Take the entries that follow and return exactly the lines from the one holding "Query: round blue sign" through the one holding "155, row 156.", both included. Nothing else is needed.

START DATA

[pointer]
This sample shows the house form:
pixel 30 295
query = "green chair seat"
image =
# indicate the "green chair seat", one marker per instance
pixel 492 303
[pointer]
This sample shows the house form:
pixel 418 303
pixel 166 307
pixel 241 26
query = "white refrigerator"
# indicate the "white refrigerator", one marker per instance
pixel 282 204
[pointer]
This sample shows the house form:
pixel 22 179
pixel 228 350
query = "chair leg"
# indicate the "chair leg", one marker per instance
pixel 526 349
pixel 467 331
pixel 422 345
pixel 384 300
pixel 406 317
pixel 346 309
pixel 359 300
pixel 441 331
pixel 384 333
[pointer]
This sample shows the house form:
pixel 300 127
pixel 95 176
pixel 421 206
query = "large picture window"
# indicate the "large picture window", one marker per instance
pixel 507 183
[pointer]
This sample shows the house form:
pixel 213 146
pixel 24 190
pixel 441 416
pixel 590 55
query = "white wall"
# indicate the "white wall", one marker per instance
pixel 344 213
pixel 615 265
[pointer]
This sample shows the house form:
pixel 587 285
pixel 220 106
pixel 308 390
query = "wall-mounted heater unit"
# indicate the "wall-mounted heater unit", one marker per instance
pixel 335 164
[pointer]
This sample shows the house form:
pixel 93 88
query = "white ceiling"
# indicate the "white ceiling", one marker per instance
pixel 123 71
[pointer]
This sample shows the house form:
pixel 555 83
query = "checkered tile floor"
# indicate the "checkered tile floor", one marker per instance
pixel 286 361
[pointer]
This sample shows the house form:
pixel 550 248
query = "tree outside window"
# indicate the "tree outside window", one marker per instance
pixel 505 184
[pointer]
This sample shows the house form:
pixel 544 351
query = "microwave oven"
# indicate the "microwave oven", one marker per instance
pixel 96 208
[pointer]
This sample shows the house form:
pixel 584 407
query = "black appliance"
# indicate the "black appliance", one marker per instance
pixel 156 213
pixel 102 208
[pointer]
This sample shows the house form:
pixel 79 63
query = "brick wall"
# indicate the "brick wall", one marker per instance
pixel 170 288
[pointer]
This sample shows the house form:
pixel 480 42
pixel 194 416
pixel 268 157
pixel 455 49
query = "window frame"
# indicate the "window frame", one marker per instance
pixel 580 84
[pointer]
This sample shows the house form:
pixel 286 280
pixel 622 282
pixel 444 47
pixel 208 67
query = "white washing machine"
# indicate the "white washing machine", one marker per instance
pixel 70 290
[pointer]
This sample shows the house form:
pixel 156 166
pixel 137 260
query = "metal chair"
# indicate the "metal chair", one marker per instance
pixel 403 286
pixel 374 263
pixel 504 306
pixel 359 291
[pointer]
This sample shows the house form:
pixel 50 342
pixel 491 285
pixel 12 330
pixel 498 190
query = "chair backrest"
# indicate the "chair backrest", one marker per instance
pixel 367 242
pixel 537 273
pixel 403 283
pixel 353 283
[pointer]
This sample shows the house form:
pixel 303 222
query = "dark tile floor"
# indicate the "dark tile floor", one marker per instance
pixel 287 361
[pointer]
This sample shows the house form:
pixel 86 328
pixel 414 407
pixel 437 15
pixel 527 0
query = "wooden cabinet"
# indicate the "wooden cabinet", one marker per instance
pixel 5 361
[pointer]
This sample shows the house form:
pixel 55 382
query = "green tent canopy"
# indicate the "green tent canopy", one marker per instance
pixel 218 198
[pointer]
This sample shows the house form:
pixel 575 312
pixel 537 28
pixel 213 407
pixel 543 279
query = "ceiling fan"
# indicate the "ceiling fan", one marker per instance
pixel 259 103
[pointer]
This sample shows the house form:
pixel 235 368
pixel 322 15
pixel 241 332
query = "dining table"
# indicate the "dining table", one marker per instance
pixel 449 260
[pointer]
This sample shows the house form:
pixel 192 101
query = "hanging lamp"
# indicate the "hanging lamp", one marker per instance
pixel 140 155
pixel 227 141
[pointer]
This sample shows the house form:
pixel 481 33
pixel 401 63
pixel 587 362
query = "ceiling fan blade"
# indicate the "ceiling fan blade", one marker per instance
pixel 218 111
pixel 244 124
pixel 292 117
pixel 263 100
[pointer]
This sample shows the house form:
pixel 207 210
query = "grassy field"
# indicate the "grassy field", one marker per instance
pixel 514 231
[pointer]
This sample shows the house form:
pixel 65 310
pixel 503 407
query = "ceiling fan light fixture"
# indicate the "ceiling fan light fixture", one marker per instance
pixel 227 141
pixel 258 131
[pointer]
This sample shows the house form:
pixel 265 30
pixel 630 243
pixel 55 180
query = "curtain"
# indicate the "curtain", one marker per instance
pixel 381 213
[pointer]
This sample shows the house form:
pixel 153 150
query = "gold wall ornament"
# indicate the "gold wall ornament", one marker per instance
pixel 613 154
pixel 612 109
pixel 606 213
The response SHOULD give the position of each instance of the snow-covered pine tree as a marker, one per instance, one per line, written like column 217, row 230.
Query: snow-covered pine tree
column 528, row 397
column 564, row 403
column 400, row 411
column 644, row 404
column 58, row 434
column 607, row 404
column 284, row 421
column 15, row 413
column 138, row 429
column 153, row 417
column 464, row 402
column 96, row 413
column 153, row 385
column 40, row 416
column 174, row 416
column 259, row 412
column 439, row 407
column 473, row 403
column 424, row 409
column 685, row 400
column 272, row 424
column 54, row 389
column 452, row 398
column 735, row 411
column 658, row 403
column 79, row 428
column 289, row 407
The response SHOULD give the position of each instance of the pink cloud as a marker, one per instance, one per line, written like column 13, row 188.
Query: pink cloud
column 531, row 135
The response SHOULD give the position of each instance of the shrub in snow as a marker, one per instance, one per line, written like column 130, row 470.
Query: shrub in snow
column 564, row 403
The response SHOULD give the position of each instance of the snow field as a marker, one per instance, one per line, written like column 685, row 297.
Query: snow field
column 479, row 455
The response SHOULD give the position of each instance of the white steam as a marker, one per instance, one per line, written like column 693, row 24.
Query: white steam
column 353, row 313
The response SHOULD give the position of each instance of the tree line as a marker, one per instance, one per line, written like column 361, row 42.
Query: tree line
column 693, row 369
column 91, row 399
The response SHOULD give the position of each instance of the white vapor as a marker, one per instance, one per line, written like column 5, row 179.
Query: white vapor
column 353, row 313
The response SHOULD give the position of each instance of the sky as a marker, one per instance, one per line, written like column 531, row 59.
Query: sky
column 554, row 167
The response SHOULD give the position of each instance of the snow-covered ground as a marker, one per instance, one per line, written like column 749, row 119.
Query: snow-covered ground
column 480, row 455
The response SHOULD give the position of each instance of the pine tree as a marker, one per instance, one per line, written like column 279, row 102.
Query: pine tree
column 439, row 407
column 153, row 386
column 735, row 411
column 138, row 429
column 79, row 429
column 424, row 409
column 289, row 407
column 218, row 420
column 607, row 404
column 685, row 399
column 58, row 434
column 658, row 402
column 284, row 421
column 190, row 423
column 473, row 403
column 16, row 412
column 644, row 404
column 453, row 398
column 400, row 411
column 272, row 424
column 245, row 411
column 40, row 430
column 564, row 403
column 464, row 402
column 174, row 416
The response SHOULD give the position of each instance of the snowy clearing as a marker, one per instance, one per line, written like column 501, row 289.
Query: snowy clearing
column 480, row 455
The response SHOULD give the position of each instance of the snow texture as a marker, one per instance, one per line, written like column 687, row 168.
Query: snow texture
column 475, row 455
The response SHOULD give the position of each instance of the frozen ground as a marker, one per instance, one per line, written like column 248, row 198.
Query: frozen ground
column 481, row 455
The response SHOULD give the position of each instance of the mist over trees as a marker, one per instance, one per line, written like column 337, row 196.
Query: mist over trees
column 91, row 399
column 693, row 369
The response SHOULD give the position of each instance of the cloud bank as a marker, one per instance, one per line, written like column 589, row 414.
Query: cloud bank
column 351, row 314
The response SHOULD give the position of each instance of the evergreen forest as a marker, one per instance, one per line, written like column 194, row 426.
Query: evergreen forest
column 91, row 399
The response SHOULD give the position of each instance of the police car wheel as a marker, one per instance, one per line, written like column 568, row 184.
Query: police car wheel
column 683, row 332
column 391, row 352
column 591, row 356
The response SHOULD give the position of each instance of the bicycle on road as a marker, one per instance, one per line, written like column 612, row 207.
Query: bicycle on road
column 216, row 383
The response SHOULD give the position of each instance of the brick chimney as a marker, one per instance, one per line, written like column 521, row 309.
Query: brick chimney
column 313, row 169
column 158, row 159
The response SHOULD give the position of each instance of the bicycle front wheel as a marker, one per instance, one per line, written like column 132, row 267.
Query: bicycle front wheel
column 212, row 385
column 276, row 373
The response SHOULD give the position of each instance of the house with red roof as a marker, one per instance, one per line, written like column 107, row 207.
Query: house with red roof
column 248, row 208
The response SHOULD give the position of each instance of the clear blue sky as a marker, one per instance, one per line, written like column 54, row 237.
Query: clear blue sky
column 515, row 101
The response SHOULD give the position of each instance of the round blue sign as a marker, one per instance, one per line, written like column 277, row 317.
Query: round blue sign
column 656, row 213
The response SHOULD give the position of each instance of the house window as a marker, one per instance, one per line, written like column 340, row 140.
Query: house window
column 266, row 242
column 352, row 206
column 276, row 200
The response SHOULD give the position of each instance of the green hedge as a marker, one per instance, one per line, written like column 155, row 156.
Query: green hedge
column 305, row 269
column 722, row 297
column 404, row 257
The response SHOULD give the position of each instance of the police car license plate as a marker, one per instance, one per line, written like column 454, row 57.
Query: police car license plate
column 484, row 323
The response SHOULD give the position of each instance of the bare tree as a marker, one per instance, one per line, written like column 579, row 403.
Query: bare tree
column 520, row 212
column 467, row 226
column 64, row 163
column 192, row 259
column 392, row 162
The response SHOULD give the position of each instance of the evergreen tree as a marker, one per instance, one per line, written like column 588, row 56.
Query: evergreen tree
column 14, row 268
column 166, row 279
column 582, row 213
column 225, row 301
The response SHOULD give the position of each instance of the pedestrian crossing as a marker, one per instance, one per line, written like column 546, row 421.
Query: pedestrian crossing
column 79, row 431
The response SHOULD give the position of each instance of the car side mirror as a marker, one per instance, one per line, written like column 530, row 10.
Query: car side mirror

END DATA

REPLY TO THE EXERCISE:
Query: round blue sign
column 656, row 213
The response SHOULD give the position of each instance of the house window as a marker, one per instance, one per line, written like column 340, row 140.
Query: house window
column 266, row 242
column 352, row 206
column 276, row 200
The response SHOULD give the position of each instance of the green hedge as a marker, one per instance, one per line, written like column 155, row 156.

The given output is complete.